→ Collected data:

--- begin ---

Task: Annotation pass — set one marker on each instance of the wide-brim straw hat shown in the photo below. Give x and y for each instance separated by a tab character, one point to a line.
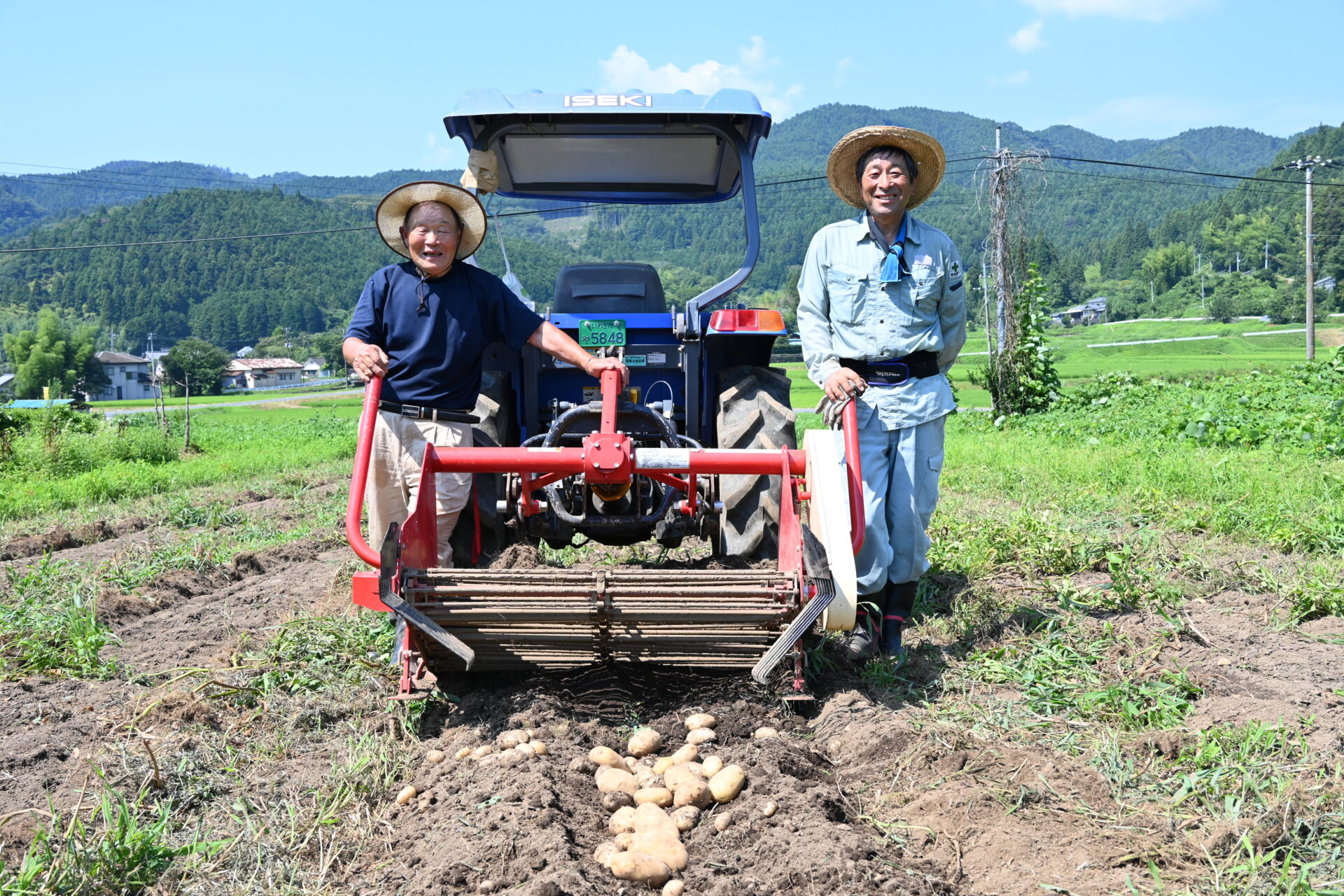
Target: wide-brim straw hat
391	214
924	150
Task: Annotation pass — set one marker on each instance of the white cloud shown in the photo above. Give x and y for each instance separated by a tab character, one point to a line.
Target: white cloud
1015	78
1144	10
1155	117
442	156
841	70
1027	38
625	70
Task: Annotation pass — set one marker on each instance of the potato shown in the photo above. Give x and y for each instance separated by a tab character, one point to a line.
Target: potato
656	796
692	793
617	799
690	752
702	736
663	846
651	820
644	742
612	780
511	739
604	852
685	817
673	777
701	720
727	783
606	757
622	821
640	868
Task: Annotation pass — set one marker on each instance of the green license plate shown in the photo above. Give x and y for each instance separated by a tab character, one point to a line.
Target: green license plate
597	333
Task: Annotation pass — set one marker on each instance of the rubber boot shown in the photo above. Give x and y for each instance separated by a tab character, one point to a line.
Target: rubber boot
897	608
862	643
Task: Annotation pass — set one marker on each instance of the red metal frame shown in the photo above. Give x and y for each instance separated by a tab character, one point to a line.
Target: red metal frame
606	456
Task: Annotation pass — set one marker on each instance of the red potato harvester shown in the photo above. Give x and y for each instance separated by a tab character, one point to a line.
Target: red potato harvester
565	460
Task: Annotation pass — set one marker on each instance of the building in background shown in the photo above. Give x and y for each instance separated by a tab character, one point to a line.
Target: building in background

--- end ---

→ THE TASK: Express the lines from the one containing "of the building" through the end of the rows as a JSON list of strings, one string per line, with blank lines omitted.

→ THE RESPONSE:
[
  "Task: Annotation pass — set one marker on each instance of the building in background shown in the photo above. Give x and y for each instance separated by a tab character, one point to a line.",
  "Target: building in background"
]